● **Exercise description**: Exactly reproduce the lines beginning with the line that includes "of the coat" and ending with the last line of the data.

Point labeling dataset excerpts
* * * * * * * * *

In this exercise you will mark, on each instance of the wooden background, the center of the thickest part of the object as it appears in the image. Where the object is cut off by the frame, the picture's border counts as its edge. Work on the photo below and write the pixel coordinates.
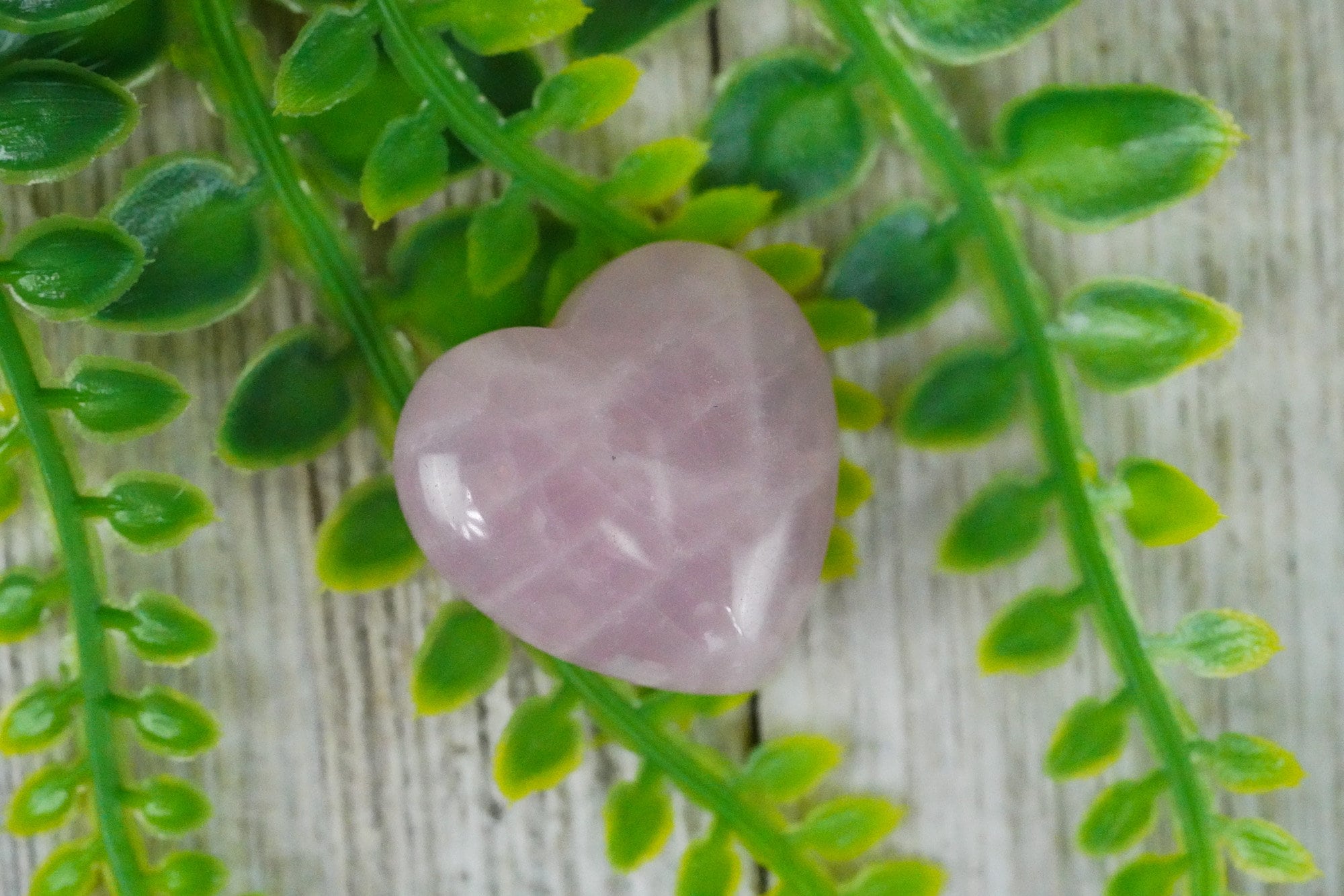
(326, 784)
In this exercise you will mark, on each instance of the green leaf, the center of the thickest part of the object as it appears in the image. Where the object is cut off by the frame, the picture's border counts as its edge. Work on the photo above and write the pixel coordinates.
(1221, 644)
(1091, 738)
(845, 828)
(854, 491)
(898, 878)
(794, 267)
(857, 408)
(639, 821)
(72, 870)
(291, 404)
(967, 32)
(966, 398)
(788, 769)
(1248, 765)
(842, 558)
(154, 511)
(587, 93)
(38, 718)
(541, 745)
(56, 118)
(502, 241)
(787, 123)
(722, 217)
(119, 400)
(1166, 507)
(1268, 852)
(1126, 334)
(333, 60)
(657, 173)
(902, 265)
(1037, 632)
(463, 655)
(171, 807)
(502, 26)
(22, 604)
(618, 25)
(65, 268)
(1003, 523)
(1122, 816)
(166, 631)
(45, 801)
(190, 875)
(205, 248)
(1150, 875)
(1099, 156)
(173, 723)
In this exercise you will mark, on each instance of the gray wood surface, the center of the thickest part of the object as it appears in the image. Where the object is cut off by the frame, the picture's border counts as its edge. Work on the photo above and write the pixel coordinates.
(327, 784)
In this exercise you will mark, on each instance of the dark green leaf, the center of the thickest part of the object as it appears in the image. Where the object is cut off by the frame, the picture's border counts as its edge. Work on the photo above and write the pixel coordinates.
(1126, 334)
(1097, 156)
(963, 400)
(618, 25)
(902, 265)
(56, 118)
(787, 123)
(1003, 523)
(202, 240)
(365, 543)
(291, 404)
(1032, 635)
(463, 655)
(1166, 507)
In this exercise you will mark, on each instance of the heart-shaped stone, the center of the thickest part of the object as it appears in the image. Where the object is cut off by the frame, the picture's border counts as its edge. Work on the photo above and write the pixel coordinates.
(646, 488)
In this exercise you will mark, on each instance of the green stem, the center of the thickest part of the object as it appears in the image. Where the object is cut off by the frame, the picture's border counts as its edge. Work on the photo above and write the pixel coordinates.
(759, 834)
(948, 155)
(243, 101)
(81, 572)
(432, 71)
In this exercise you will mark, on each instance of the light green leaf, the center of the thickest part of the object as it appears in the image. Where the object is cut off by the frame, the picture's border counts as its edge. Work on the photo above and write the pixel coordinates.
(333, 58)
(966, 398)
(1003, 523)
(585, 93)
(365, 543)
(542, 744)
(1097, 156)
(902, 265)
(787, 123)
(1248, 765)
(205, 249)
(56, 118)
(463, 655)
(657, 173)
(1091, 737)
(502, 241)
(1166, 507)
(639, 821)
(290, 405)
(1221, 644)
(791, 768)
(1268, 852)
(1122, 816)
(1126, 334)
(845, 828)
(967, 32)
(1032, 635)
(65, 268)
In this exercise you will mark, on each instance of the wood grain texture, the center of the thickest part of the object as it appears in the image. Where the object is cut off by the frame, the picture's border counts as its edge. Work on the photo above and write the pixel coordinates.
(327, 784)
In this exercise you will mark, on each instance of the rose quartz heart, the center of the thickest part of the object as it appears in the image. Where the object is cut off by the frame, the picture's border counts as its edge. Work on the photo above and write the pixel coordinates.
(644, 490)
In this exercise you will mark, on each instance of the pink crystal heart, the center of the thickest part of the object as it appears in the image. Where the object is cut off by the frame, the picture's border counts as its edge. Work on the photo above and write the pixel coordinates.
(646, 488)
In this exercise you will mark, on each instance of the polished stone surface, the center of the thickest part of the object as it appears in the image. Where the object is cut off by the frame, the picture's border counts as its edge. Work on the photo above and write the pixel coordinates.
(646, 488)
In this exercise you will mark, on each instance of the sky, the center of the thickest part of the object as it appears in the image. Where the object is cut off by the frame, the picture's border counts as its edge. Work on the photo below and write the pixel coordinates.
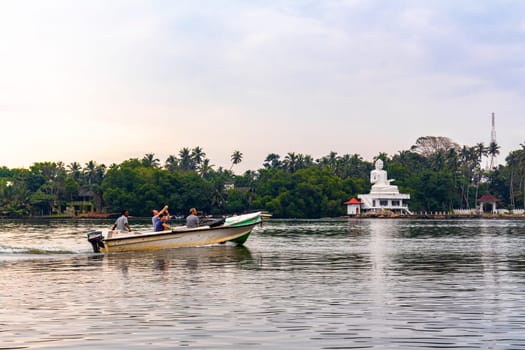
(112, 80)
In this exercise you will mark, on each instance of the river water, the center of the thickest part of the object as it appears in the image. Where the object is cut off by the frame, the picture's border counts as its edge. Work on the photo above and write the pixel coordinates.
(323, 284)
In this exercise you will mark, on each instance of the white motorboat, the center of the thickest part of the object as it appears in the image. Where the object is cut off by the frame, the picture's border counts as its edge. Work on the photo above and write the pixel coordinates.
(234, 229)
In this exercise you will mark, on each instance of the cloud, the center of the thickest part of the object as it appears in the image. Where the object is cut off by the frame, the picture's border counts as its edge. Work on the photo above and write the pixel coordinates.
(129, 78)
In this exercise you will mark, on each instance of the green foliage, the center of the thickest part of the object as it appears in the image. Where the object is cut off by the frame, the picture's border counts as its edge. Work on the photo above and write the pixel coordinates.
(437, 173)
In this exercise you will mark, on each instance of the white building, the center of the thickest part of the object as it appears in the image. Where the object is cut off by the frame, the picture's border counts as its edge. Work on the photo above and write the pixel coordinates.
(383, 195)
(353, 207)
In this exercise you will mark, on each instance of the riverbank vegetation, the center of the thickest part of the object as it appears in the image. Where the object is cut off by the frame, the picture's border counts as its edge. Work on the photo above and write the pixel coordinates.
(439, 174)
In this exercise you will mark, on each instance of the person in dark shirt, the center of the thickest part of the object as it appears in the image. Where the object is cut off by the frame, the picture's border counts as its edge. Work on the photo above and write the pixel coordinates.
(161, 225)
(192, 220)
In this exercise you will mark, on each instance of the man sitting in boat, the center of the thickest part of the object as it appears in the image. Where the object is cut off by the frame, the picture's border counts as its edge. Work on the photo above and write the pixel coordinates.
(192, 220)
(161, 225)
(122, 222)
(156, 214)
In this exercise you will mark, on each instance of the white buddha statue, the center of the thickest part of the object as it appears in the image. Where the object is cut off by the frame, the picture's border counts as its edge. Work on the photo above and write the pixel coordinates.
(379, 180)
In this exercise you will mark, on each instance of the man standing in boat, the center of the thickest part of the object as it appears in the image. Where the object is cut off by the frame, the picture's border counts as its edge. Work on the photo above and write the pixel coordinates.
(122, 222)
(192, 220)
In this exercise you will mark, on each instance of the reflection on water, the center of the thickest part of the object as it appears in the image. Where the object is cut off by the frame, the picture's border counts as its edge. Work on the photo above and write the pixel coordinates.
(332, 284)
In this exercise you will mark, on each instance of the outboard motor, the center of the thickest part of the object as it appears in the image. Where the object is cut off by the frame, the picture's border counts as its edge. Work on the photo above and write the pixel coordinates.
(97, 240)
(217, 222)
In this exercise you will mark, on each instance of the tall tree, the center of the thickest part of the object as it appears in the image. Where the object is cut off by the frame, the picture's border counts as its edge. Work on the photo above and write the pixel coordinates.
(236, 158)
(150, 161)
(185, 159)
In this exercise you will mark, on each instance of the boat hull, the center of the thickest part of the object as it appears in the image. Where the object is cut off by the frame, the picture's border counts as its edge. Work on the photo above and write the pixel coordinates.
(174, 239)
(236, 229)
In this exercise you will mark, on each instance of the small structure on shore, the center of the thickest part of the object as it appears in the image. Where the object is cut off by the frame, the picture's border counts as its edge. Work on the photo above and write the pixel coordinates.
(353, 207)
(383, 196)
(488, 199)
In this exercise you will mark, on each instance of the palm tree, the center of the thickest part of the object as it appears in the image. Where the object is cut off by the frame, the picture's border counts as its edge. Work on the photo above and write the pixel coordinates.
(205, 168)
(75, 170)
(171, 163)
(198, 155)
(185, 159)
(236, 158)
(480, 151)
(150, 161)
(290, 161)
(512, 160)
(272, 161)
(493, 151)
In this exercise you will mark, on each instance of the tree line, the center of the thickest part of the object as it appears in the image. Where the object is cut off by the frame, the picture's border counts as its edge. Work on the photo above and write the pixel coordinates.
(439, 174)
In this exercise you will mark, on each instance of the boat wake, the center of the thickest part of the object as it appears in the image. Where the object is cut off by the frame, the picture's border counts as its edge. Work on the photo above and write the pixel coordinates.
(7, 250)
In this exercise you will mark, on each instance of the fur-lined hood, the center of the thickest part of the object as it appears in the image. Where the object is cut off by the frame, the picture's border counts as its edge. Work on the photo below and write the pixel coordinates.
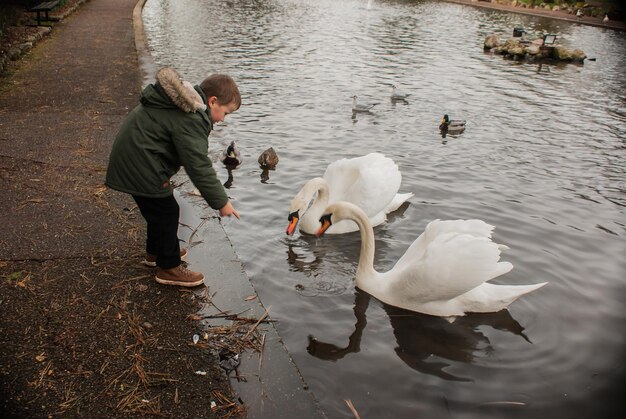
(182, 93)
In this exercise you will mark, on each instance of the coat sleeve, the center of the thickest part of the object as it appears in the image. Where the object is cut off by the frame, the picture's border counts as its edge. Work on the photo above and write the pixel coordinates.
(192, 145)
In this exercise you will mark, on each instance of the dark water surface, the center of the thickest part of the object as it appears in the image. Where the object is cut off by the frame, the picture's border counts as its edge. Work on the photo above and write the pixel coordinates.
(542, 159)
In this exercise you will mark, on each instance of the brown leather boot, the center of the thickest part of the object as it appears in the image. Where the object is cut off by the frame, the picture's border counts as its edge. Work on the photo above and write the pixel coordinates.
(180, 276)
(150, 259)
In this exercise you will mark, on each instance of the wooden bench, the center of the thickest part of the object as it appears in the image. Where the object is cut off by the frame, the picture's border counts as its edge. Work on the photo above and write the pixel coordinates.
(44, 7)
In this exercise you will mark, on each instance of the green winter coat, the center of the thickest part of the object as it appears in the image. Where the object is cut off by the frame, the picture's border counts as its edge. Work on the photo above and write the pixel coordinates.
(168, 129)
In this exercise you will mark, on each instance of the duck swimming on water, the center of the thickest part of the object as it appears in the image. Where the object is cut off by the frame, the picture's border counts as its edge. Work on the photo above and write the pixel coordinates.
(356, 107)
(451, 126)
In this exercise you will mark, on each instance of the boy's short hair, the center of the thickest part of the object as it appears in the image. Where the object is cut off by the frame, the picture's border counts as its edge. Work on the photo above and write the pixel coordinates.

* * * * * * * * *

● **Written reply**:
In this exercise you will mark, on each instance of the coat sleeve, the center of the thickest part of the object as it appears in the image. Where the object is cut off by the frame, the picture's border counts as its edge. Work on the photo above and write the pixel coordinates.
(192, 145)
In this exercise you will mark, on each instance of the dark water surface, the center of the thickest part of the object as it appears in the image. Where the object is cut off by the frame, the picture's border counts as its edge. Work on the photo above and write the pixel coordinates.
(542, 159)
In this exercise you will mark, on each instance of the brown leather boot, the center of the thickest part of the object as it appears in the image. Where the object is cut off by the frame, the picture's border counts as its edge. Work on the photo above and write the pixel coordinates.
(180, 276)
(150, 259)
In this exercise you will mark, on each instance of the wooden bench, the center of the thickest part of the object as it appears in the image. Where the object is cut off by the frame, the picture's border counts as its edge. Work on the photo above and write the pixel coordinates.
(44, 7)
In this exercise you will mark, on each instance of the green winter coat, the center of the thickest part of the object as it appears in the image. Where the object is cut off by the frame, the picture's border counts as its edge. Work on the photo above and write the pixel coordinates.
(168, 129)
In this exercise you will mark, on each instance of the duck swimming on water, the center of the thickest part of the object as it appears in the image. Where the object is cut off by the frame, the picture's border counts as its edge. Work on the photo above and write the pixel coordinates.
(356, 107)
(451, 126)
In this exercise you will mark, on each instance of the boy's short hair, the center of the thickest part of the object as it appears in the image. Where the object is cut off by the frame, the picture's border counts as its edge. Work on the photo above and write the pixel coordinates.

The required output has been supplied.